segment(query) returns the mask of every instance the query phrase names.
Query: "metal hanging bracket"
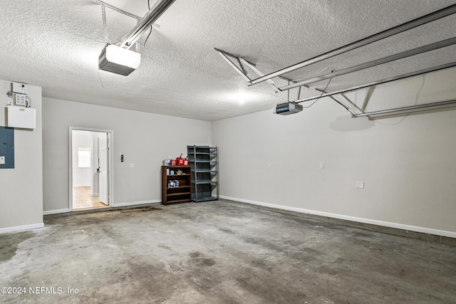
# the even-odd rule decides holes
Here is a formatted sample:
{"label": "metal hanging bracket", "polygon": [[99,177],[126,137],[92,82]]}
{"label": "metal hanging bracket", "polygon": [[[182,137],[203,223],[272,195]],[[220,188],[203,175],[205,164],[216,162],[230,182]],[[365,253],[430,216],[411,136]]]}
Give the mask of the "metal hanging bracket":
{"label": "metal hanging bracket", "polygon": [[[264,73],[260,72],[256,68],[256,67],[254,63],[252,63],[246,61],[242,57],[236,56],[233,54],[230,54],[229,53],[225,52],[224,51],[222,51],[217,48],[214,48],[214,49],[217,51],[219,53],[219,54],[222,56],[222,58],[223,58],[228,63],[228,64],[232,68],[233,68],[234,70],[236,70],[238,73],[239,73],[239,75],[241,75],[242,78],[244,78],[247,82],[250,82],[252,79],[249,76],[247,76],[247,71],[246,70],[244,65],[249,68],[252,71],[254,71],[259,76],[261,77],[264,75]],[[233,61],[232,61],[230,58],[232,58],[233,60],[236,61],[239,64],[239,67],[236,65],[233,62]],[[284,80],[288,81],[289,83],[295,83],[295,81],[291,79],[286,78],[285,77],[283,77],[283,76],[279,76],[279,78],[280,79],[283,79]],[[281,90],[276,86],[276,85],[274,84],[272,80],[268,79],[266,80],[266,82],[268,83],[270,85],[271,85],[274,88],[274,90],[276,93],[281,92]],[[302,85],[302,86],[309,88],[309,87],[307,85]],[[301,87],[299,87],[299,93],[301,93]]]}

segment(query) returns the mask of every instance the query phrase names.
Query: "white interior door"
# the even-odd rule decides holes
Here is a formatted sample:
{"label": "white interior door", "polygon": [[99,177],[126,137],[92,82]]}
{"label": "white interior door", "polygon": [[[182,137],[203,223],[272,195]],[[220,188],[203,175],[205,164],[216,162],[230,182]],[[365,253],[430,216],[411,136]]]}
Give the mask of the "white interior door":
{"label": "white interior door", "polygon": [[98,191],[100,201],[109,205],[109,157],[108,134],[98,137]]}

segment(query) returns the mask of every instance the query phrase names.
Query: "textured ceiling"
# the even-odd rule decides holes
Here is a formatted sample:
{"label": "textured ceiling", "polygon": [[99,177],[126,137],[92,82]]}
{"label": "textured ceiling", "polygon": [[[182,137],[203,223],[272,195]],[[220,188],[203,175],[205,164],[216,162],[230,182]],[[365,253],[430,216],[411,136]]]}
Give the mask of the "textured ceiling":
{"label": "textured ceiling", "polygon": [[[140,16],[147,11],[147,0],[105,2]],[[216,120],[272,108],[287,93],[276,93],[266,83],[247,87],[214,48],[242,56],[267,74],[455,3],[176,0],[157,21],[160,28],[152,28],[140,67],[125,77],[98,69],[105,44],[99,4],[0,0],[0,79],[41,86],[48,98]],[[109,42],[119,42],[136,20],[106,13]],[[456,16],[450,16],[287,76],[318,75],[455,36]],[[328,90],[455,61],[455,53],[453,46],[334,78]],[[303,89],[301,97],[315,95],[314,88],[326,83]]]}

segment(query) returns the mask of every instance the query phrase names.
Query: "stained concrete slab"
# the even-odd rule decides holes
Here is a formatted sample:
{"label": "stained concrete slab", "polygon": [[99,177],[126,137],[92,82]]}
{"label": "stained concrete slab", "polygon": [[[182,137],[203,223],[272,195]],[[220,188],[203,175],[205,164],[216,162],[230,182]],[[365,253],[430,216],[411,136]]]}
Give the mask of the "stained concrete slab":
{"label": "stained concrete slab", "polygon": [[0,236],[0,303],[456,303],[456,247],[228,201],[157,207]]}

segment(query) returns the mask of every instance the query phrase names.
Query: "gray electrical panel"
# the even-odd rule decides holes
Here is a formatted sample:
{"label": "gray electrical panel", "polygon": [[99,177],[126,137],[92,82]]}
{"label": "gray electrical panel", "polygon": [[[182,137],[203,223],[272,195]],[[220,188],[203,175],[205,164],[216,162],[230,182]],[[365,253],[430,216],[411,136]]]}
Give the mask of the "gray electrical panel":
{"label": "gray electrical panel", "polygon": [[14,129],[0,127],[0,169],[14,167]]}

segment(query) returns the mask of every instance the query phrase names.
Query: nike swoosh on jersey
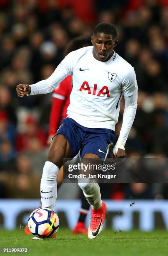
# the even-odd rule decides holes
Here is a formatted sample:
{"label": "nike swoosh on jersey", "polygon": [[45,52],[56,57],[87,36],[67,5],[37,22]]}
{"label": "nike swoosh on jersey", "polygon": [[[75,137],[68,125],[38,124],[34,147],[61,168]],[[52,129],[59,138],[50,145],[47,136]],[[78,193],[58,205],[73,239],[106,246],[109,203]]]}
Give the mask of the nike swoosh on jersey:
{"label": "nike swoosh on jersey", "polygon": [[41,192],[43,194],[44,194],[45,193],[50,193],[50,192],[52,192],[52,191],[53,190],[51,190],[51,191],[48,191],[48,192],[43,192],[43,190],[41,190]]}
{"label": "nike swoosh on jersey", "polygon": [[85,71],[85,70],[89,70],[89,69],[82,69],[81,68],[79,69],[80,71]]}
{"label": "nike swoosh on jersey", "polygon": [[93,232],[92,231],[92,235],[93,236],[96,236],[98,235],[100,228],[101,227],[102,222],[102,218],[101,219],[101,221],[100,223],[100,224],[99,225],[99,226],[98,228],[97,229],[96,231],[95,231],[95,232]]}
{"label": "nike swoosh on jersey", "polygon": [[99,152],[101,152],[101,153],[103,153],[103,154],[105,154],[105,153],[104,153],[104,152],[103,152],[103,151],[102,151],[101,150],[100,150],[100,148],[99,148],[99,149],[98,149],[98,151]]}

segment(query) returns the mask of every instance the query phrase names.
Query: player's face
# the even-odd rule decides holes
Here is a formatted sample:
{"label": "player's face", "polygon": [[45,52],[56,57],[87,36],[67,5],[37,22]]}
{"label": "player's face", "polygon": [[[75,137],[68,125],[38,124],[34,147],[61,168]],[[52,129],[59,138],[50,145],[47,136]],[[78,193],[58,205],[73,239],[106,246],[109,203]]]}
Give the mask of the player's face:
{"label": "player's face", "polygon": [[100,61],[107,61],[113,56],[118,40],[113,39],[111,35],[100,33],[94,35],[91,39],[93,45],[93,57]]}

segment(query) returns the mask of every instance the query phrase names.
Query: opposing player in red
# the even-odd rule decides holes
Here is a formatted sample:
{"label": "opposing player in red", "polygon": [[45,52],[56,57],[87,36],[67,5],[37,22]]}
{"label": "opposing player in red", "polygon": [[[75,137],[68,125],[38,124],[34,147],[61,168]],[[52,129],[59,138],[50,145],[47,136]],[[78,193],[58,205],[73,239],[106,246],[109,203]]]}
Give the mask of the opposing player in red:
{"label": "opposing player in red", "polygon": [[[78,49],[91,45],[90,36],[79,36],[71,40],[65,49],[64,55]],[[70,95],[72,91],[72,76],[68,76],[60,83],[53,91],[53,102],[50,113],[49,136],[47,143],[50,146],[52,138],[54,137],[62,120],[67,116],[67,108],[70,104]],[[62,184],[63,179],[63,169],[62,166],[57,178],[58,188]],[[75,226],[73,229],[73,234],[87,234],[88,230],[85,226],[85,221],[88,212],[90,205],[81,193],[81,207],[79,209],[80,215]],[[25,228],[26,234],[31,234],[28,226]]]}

##########

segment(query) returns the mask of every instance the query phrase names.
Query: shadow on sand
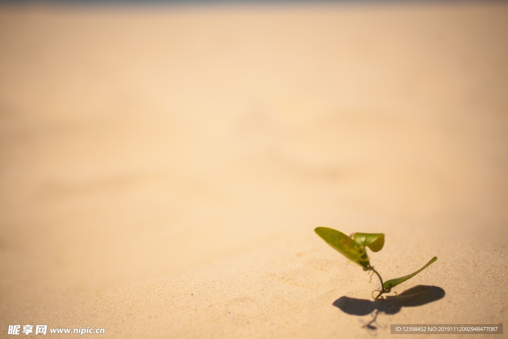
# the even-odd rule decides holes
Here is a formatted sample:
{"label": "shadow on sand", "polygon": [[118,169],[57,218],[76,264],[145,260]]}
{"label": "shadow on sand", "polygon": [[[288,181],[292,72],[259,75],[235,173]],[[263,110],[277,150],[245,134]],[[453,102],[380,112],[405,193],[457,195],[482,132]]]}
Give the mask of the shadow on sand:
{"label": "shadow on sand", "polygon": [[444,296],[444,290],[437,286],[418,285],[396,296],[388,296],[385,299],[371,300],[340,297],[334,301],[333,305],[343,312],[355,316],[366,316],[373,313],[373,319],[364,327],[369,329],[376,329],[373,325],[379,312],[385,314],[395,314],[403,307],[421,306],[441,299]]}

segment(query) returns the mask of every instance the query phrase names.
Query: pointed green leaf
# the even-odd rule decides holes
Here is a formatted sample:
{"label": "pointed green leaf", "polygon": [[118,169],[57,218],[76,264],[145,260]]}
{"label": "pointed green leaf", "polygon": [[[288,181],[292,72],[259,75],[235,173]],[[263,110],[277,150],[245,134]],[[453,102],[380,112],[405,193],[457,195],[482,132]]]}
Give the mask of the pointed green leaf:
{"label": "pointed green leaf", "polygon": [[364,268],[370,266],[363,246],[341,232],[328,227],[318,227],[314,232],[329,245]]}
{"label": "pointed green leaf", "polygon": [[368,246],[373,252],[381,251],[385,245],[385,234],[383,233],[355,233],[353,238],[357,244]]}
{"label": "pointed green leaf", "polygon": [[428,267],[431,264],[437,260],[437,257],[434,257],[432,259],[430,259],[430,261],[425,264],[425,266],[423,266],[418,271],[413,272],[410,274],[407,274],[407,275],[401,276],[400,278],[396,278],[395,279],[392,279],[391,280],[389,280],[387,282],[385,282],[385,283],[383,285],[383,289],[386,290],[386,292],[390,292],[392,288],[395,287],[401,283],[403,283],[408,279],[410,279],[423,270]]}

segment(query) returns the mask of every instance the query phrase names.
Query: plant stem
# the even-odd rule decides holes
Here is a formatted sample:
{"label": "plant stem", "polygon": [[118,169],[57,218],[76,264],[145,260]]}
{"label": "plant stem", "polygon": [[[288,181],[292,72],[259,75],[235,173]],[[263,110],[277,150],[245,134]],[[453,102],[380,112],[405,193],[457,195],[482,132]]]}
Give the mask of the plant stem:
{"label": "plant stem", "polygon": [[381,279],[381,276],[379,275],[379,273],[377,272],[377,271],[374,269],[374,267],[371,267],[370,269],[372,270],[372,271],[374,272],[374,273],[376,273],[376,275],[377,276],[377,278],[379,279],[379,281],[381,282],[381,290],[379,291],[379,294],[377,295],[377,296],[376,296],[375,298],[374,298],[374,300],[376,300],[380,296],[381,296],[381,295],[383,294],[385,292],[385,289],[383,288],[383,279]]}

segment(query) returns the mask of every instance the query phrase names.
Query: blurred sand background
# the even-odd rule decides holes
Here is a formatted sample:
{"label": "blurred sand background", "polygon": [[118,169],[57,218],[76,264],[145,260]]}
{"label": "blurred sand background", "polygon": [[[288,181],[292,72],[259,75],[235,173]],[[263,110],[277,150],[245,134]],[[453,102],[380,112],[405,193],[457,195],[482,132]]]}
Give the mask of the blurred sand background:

##########

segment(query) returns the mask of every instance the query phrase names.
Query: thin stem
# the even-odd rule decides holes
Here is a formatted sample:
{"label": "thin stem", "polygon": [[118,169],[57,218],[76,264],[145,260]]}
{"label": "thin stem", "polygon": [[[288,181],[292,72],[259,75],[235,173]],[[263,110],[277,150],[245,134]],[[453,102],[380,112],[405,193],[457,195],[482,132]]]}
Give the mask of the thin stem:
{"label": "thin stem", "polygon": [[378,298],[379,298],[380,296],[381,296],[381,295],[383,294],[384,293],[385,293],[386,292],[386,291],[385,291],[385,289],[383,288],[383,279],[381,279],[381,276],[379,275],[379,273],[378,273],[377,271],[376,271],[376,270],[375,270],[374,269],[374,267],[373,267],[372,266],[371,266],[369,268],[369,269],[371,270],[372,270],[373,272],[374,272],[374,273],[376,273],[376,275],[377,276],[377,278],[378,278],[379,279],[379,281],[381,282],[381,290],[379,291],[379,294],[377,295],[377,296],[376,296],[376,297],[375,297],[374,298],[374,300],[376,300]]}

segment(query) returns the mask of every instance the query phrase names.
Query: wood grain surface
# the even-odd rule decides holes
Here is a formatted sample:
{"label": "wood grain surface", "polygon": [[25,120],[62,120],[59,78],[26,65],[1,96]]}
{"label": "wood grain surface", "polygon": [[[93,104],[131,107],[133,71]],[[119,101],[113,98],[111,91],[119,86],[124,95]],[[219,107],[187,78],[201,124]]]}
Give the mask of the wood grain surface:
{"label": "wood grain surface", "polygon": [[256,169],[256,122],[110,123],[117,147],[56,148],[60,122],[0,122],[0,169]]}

##########

Exercise brief
Count the lines in the entries above that contain the string "background", with case counting, and reply with that number alone.

Expected answer
4